■ WHAT YOU HAVE TO DO
Transcribe the tail of the listing: start at the line containing "of the window" and stop after the last line, keeping every character as is and adding nothing.

■ STORED RECORDS
___
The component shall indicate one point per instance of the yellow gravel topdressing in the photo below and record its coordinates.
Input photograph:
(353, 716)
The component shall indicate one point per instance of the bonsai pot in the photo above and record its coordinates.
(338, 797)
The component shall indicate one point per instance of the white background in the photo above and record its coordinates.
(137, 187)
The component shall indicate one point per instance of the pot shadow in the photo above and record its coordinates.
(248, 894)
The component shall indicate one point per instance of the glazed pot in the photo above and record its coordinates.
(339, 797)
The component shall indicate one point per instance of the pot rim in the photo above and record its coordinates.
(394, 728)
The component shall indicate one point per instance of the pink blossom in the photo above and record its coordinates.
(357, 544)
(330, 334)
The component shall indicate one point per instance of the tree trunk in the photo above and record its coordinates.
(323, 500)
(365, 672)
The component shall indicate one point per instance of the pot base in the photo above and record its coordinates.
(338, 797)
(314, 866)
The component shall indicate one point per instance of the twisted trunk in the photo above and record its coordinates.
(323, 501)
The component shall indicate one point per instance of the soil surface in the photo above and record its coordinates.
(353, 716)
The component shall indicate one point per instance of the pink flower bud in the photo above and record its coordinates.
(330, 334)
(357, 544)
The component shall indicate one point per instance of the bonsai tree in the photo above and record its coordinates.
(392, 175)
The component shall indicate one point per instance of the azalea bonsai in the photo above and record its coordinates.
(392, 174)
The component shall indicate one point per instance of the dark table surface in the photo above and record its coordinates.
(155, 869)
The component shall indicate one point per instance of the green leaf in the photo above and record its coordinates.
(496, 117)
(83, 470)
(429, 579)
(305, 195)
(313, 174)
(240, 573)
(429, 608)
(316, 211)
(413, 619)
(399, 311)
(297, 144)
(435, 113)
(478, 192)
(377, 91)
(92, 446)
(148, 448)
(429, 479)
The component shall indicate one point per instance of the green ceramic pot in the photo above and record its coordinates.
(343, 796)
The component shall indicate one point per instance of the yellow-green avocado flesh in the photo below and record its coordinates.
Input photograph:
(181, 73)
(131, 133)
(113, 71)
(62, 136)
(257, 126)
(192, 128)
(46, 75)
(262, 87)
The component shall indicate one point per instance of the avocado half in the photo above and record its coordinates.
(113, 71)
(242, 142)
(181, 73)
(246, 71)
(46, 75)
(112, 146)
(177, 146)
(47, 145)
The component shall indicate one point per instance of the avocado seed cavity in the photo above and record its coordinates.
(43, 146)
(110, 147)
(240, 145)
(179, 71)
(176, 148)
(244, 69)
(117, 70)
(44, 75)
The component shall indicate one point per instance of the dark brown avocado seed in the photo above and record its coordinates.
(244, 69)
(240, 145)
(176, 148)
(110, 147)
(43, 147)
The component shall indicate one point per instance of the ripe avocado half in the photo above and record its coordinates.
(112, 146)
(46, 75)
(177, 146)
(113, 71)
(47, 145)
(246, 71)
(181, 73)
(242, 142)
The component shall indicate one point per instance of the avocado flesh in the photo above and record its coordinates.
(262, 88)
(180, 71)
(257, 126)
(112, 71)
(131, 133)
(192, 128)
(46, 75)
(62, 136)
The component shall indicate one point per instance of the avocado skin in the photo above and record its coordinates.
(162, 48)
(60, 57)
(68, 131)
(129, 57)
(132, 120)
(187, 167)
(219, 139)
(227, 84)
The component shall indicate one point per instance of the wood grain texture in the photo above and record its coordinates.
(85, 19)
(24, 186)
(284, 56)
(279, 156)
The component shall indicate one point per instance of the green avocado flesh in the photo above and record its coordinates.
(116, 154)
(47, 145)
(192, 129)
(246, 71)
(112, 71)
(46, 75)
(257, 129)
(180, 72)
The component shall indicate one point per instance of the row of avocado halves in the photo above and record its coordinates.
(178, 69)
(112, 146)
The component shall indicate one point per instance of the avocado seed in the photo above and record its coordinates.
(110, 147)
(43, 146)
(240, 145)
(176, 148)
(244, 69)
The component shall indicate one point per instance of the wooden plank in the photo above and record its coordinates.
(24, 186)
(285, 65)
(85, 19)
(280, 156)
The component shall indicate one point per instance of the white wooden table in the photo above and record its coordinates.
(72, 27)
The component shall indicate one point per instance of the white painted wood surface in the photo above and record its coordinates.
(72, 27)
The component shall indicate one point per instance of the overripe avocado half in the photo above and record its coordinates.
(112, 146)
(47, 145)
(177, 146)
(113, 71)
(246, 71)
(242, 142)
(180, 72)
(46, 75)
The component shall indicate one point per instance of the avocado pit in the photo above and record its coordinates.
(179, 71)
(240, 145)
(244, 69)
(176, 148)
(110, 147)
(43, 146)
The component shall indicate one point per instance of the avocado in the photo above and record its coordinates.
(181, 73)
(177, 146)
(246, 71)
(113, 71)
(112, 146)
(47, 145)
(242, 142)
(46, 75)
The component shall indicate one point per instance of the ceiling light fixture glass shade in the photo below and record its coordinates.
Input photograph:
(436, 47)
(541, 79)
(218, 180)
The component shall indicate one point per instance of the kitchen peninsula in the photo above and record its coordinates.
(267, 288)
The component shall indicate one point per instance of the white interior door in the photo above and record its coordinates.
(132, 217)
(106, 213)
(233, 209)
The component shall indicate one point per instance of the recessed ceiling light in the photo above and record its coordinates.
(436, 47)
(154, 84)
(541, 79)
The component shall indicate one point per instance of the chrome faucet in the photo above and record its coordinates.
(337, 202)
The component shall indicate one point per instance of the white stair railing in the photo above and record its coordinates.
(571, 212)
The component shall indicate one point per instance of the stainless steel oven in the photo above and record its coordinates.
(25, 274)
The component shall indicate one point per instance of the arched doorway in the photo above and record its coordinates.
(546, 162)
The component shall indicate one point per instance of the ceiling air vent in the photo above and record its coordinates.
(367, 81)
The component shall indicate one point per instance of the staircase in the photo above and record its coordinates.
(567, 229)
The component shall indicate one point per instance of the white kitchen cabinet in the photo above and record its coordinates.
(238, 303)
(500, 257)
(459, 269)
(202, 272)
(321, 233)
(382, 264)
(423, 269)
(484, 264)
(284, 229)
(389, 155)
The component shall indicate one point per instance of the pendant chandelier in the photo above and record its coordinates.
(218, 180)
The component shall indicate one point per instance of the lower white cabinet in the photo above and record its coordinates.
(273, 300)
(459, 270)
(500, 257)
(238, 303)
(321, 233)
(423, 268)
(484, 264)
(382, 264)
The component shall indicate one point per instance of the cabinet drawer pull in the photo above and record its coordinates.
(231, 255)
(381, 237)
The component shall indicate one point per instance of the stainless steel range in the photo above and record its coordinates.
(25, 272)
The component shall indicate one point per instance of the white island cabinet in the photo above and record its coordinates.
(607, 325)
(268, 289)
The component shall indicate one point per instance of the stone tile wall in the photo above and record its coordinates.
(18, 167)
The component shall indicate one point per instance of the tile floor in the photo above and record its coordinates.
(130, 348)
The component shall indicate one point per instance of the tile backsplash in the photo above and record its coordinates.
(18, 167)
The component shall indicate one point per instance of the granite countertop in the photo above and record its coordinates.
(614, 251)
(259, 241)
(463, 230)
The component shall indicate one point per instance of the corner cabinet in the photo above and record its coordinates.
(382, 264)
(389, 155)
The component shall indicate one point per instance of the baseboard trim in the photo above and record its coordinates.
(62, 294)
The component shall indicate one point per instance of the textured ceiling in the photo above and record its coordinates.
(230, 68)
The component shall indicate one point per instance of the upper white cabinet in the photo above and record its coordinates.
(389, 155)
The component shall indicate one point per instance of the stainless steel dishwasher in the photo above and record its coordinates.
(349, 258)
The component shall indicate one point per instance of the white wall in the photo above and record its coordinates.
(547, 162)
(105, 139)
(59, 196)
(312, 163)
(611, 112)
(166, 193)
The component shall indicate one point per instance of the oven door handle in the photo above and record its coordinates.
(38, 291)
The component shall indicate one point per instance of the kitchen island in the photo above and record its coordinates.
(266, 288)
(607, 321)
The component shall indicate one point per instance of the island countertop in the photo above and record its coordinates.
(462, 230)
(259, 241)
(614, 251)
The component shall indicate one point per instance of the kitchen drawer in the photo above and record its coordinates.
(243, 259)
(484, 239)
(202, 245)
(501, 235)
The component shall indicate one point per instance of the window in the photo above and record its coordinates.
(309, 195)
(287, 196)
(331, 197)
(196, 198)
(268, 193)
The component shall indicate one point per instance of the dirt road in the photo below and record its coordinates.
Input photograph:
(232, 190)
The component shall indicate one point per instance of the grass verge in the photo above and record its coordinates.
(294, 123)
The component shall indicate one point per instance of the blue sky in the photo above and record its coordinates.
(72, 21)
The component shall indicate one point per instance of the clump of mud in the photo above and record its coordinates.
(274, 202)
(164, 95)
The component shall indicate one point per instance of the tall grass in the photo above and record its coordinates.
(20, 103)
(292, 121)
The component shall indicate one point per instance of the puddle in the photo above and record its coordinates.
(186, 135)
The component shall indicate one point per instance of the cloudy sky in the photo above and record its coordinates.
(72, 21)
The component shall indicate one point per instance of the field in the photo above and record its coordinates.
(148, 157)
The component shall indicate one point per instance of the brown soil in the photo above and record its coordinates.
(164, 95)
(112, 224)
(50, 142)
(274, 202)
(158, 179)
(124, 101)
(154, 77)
___
■ RESPONSE TO THE EXERCISE
The component shall indicate one point per instance of the window in the photo above and record its coordinates.
(309, 195)
(287, 196)
(331, 197)
(196, 198)
(268, 193)
The component shall indicate one point per instance of the dirt road in the photo below and record its coordinates.
Input photograph:
(232, 190)
The component shall indicate one point per instance of the grass verge in the photo above and record its coordinates.
(294, 123)
The component shall indicate one point per instance of the blue sky in the photo above and record its coordinates.
(72, 21)
The component shall indicate one point per instance of the clump of mud in the photo above and record its coordinates.
(274, 202)
(164, 95)
The component shall indicate one point per instance of the tall grass in the photo above and record its coordinates.
(20, 103)
(292, 121)
The component shall indicate one point per instance of the puddle in the photo above and record its coordinates.
(186, 135)
The component shall indicate one point per instance of the cloudy sky in the photo above and record its coordinates.
(72, 21)
The component shall indicate one point per instance of the field in the photo above and record its coordinates.
(148, 157)
The component shall indicate one point per instance of the brown soil in the photo above and record its coordinates.
(164, 95)
(112, 224)
(50, 142)
(274, 202)
(158, 179)
(124, 101)
(154, 77)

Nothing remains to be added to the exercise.